══ SUPPLIED MATERIAL

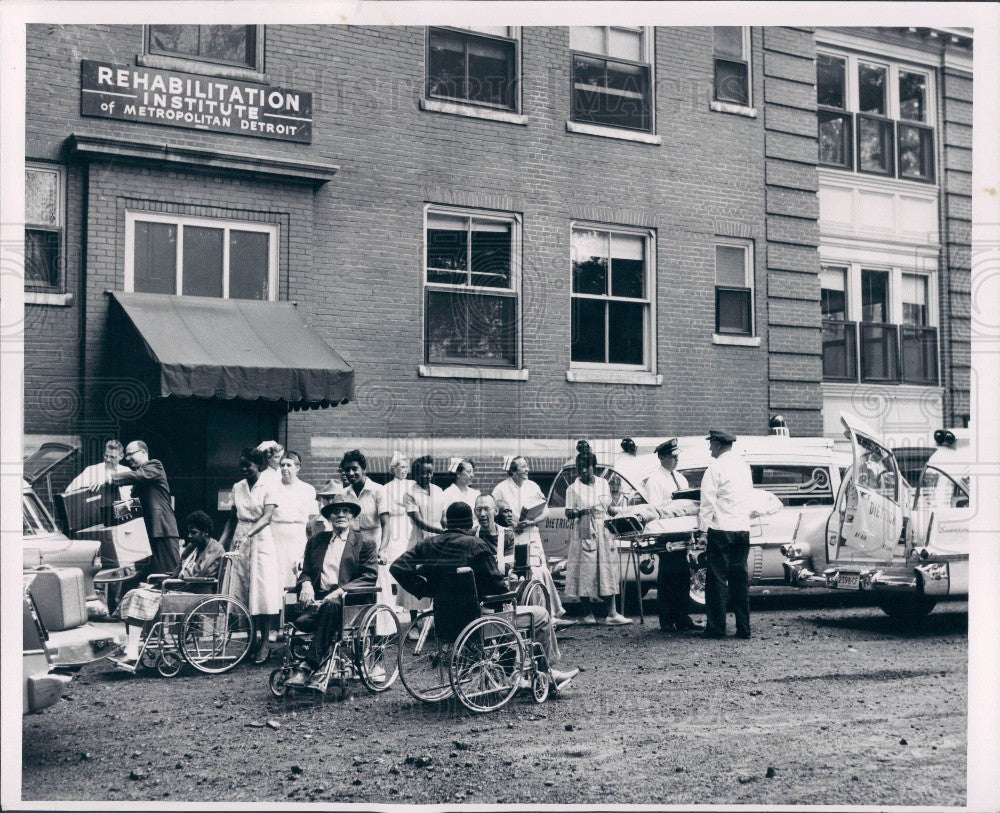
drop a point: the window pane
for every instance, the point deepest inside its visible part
(728, 41)
(628, 266)
(830, 72)
(446, 64)
(41, 259)
(625, 44)
(589, 38)
(174, 39)
(875, 296)
(626, 331)
(155, 263)
(491, 254)
(871, 89)
(912, 96)
(732, 311)
(588, 330)
(874, 145)
(41, 198)
(730, 266)
(234, 44)
(202, 263)
(470, 327)
(249, 262)
(916, 152)
(731, 82)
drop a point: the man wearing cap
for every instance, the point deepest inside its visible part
(334, 562)
(724, 516)
(458, 546)
(673, 576)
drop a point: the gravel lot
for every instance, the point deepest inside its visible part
(830, 703)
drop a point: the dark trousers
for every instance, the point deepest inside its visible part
(324, 621)
(673, 587)
(726, 581)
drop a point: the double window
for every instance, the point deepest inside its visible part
(471, 309)
(875, 117)
(473, 65)
(612, 77)
(200, 257)
(734, 288)
(44, 224)
(879, 325)
(235, 45)
(611, 297)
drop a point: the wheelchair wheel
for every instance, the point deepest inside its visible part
(486, 664)
(377, 648)
(423, 662)
(169, 663)
(216, 634)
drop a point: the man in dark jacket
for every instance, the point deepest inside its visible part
(334, 562)
(149, 486)
(457, 546)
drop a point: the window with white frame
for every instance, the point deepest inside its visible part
(476, 65)
(236, 45)
(166, 254)
(44, 227)
(734, 288)
(731, 47)
(611, 312)
(879, 324)
(612, 76)
(875, 116)
(471, 265)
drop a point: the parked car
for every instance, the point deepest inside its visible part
(803, 473)
(907, 546)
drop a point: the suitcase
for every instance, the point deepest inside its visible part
(60, 598)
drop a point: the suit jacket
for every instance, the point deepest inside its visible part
(149, 486)
(451, 547)
(358, 565)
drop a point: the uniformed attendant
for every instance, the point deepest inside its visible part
(673, 576)
(724, 516)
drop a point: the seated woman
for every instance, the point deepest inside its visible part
(200, 558)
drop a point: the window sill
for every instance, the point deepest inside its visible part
(735, 109)
(39, 298)
(638, 377)
(177, 63)
(612, 132)
(482, 373)
(471, 111)
(736, 341)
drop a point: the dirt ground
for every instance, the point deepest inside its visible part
(829, 703)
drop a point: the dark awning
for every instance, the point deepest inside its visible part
(229, 348)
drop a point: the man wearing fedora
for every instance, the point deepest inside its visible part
(334, 561)
(724, 516)
(458, 546)
(673, 575)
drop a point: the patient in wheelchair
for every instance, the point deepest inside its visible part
(200, 559)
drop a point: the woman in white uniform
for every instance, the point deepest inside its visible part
(254, 577)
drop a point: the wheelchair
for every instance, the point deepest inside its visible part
(195, 624)
(365, 649)
(457, 649)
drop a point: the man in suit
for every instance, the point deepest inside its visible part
(334, 562)
(149, 486)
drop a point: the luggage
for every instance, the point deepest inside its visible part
(60, 598)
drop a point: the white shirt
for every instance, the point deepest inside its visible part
(330, 575)
(726, 494)
(661, 485)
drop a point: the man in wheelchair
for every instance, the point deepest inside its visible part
(457, 546)
(334, 562)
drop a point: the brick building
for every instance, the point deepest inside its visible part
(514, 237)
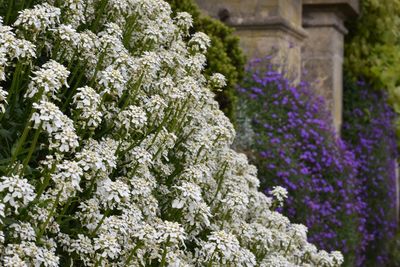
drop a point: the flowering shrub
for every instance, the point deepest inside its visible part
(369, 130)
(224, 54)
(114, 152)
(294, 145)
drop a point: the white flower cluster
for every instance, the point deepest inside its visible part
(137, 169)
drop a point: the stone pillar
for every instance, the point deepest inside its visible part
(322, 52)
(265, 27)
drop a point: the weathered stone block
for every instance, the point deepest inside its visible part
(265, 27)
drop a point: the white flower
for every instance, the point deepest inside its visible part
(68, 171)
(279, 193)
(23, 231)
(18, 192)
(107, 245)
(184, 21)
(113, 193)
(217, 80)
(112, 81)
(87, 102)
(58, 126)
(199, 42)
(48, 80)
(3, 100)
(133, 118)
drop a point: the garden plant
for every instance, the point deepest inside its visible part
(115, 153)
(370, 132)
(288, 135)
(223, 56)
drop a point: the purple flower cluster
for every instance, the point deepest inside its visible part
(369, 130)
(295, 146)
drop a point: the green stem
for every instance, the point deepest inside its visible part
(105, 215)
(98, 262)
(45, 182)
(164, 256)
(32, 148)
(53, 209)
(20, 143)
(9, 11)
(130, 257)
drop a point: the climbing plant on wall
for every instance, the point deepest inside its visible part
(368, 129)
(224, 55)
(293, 144)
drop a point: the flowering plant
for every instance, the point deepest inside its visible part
(114, 152)
(370, 131)
(290, 138)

════

**ASSIGNMENT:** Pictures are to be dropped, and every record is to be copied exactly.

**SOLUTION:**
drop a point: the window pane
for every instance, the point deepest inside its visible part
(728, 41)
(628, 266)
(830, 72)
(446, 64)
(41, 259)
(625, 44)
(589, 38)
(174, 39)
(875, 296)
(626, 331)
(155, 263)
(491, 254)
(871, 89)
(912, 96)
(732, 311)
(588, 330)
(874, 145)
(41, 198)
(730, 266)
(234, 44)
(202, 263)
(470, 327)
(249, 262)
(916, 152)
(731, 82)
drop a point: the man wearing cap
for every instance, the point deepest inside its visible part
(334, 562)
(724, 516)
(458, 546)
(673, 576)
drop a point: the gravel lot
for every instance, the point deepest inside its visible part
(830, 703)
drop a point: the dark trousers
for every instance, the point deepest inside its visible part
(324, 621)
(673, 587)
(726, 581)
drop a point: the double window
for every instance, the point deepest inside its visible part
(471, 309)
(875, 117)
(473, 65)
(612, 77)
(200, 257)
(734, 288)
(44, 224)
(879, 325)
(235, 45)
(611, 297)
drop a point: the wheelchair wheel
for every instance, the point deepest inside its visible part
(486, 664)
(377, 648)
(423, 662)
(169, 663)
(216, 634)
drop a point: the man in dark jacket
for every instance, the point deepest inside its visible part
(334, 562)
(149, 486)
(457, 546)
drop a point: the window with white frame
for every instance, the point deepest inside its visible part
(476, 65)
(236, 45)
(166, 254)
(44, 227)
(734, 288)
(731, 47)
(611, 312)
(879, 324)
(612, 76)
(875, 116)
(471, 265)
drop a point: the parked car
for every instance, the point deepest inside its visible part
(803, 473)
(907, 546)
drop a point: the suitcase
for every instance, the point deepest inside its visible part
(60, 598)
drop a point: the suit jacket
for every instance, the point deepest inside its visible part
(149, 486)
(451, 547)
(358, 565)
drop a point: the uniformed attendant
for every instance, the point deepest inside its visible part
(673, 576)
(724, 516)
drop a point: the seated woman
for every instance, the point deepest inside its visible part
(200, 558)
drop a point: the window sill
for every instance, the point deepest inside its visible part
(735, 109)
(39, 298)
(638, 377)
(177, 63)
(612, 132)
(482, 373)
(471, 111)
(736, 341)
drop a point: the dirt ground
for every instance, the point deepest inside its visible part
(829, 703)
drop a point: the dark awning
for every instance, the point deepest inside its visible part
(229, 348)
drop a point: the man wearing fedora
for every instance, the point deepest inside its visible part
(334, 561)
(724, 516)
(458, 546)
(673, 575)
drop a point: the patient in wheelchair
for every instance, the point deepest inside its visible part
(200, 559)
drop a point: the woman in white uniform
for every instance, the point deepest inside its visible part
(254, 577)
drop a point: the wheelchair
for every instance, the point deepest inside its visible part
(195, 624)
(365, 649)
(457, 649)
drop a point: the man in suit
for every instance, the point deepest inside its visible part
(334, 562)
(149, 486)
drop a point: the luggage
for every instance, the point deepest inside its visible part
(60, 598)
drop a point: the white shirt
for every instance, the point deepest inside its visible part
(330, 575)
(726, 494)
(661, 485)
drop a point: the man in wheelchair
for every instance, the point deepest inside its visible part
(457, 546)
(334, 562)
drop a point: the brick building
for every instance, the point deepest inside its visible part
(514, 237)
drop a point: the flowering shrub
for every instance, the point deepest inside its visible part
(369, 130)
(224, 54)
(114, 152)
(294, 145)
drop a point: the white flower cluster
for every instance, the point deepest inside its visible part
(137, 169)
drop a point: the stone pillar
for every instance, the point deepest inside its visible part
(322, 52)
(265, 27)
drop a point: the weathered stone block
for every instance, the point deepest inside its visible part
(265, 27)
drop a point: the white flower
for every instance, the point deepest inside its visible part
(68, 171)
(279, 193)
(23, 231)
(18, 192)
(107, 245)
(184, 21)
(113, 193)
(217, 80)
(112, 81)
(87, 102)
(58, 126)
(199, 42)
(48, 80)
(3, 100)
(133, 118)
drop a point: the garden plant
for every instance, the point deepest inside its visible part
(115, 153)
(370, 132)
(288, 135)
(223, 56)
drop a point: the purple flower cluster
for every instance, the point deepest inside its visible part
(369, 130)
(295, 146)
drop a point: the green stem
for every instance, the point deepest inside its visible part
(105, 215)
(98, 262)
(45, 182)
(164, 256)
(32, 148)
(53, 209)
(20, 143)
(9, 11)
(130, 257)
drop a point: the climbing plant on wall
for every instance, the point deepest inside its visible part
(368, 129)
(224, 55)
(293, 144)
drop a point: the flowering plant
for every instance, the point deepest inside its visible part
(114, 152)
(370, 131)
(290, 138)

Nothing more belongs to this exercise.